**Task details:**
The records that follow must be printed exactly as they are.

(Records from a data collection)
§ §

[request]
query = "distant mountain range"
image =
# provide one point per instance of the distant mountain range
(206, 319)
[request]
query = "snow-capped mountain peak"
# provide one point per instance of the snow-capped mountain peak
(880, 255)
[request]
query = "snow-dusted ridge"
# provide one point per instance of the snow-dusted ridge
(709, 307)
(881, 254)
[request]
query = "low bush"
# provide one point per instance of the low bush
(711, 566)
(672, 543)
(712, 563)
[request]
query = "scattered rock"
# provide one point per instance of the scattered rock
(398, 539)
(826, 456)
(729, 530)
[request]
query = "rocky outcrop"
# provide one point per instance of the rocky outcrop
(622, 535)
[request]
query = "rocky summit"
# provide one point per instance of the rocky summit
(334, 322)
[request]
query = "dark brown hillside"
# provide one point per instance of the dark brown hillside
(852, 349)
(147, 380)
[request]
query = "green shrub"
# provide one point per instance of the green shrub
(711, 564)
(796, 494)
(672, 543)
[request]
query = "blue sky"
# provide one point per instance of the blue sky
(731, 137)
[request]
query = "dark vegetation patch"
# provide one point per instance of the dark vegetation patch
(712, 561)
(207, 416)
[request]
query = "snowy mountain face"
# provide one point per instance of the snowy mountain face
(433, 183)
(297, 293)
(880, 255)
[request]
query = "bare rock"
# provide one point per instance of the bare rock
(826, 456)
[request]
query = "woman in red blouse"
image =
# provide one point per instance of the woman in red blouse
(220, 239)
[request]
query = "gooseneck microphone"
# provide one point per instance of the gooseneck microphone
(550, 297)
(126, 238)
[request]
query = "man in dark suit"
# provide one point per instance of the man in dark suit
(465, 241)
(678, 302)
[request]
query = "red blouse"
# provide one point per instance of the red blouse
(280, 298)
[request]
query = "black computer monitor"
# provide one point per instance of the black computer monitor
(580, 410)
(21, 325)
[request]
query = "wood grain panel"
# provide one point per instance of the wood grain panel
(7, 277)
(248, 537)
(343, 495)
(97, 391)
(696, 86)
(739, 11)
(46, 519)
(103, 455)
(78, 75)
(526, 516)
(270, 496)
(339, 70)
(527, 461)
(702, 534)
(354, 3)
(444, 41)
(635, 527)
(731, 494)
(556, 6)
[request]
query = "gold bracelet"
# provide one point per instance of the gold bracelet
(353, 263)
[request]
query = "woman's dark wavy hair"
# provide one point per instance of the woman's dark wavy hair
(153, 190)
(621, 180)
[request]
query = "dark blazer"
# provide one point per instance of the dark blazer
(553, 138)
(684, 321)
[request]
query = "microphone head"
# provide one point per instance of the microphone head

§ §

**Result of this exercise:**
[request]
query = "distant mountain range"
image =
# provide one point per instance of the distant mountain range
(206, 319)
[request]
query = "snow-capped mountain peak"
# provide one point per instance of the snow-capped mountain peak
(880, 255)
[request]
query = "snow-dusted ridge"
# provide one point per instance of the snow-dusted ridge
(709, 307)
(881, 254)
[request]
query = "low bush"
# provide one point per instance of the low bush
(711, 566)
(672, 543)
(712, 563)
[request]
query = "scattered rock"
# provide one point per instance of the scattered rock
(398, 539)
(826, 456)
(729, 530)
[request]
query = "rocky outcrop"
# provide one point per instance of the rocky outcrop
(622, 535)
[request]
query = "rocky summit"
# provide one point per instance of the rocky summit
(334, 322)
[request]
query = "dark brown hillside"
# provide one point per instance of the dark brown hillside
(852, 349)
(147, 380)
[request]
query = "green shrub"
# provide one point per instance of the green shrub
(711, 564)
(796, 494)
(672, 543)
[request]
query = "blue sky"
# provide one point per instance of the blue sky
(731, 137)
[request]
query = "dark vegetation patch"
# provide one point per instance of the dark vegetation patch
(712, 561)
(207, 416)
[request]
query = "snowy mountain face"
# provide one point per instance of the snowy mountain face
(433, 183)
(297, 293)
(880, 255)
[request]
query = "bare rock"
# provide one point per instance of the bare rock
(826, 456)
[request]
query = "woman in red blouse"
image =
# provide one point per instance of the woman in red blouse
(220, 239)
[request]
query = "gooseneck microphone"
# provide one point per instance of the gooseneck microphone
(550, 297)
(126, 238)
[request]
query = "man in dark suit"
# provide one point per instance of the man in dark suit
(465, 241)
(678, 302)
[request]
query = "red blouse"
# provide one point per instance of the red blouse
(280, 298)
[request]
query = "black computer monitor"
# provide one point per instance of the black computer monitor
(580, 410)
(21, 325)
[request]
query = "wood grain panel"
# provide one point per instance of the wood grain panel
(7, 277)
(248, 537)
(343, 495)
(97, 391)
(696, 86)
(739, 11)
(46, 519)
(103, 455)
(78, 75)
(526, 516)
(270, 496)
(339, 70)
(527, 461)
(702, 534)
(354, 3)
(444, 41)
(635, 527)
(731, 494)
(556, 6)
[request]
query = "gold bracelet"
# provide one point per instance of the gold bracelet
(353, 263)
[request]
query = "woman's dark wavy hair"
# provide one point per instance of the woman's dark wavy hair
(153, 190)
(621, 180)
[request]
query = "dark blazer"
# provide one point per instance of the dark blazer
(553, 138)
(684, 321)
[request]
query = "microphone head"
# provide one point per instance of the microphone head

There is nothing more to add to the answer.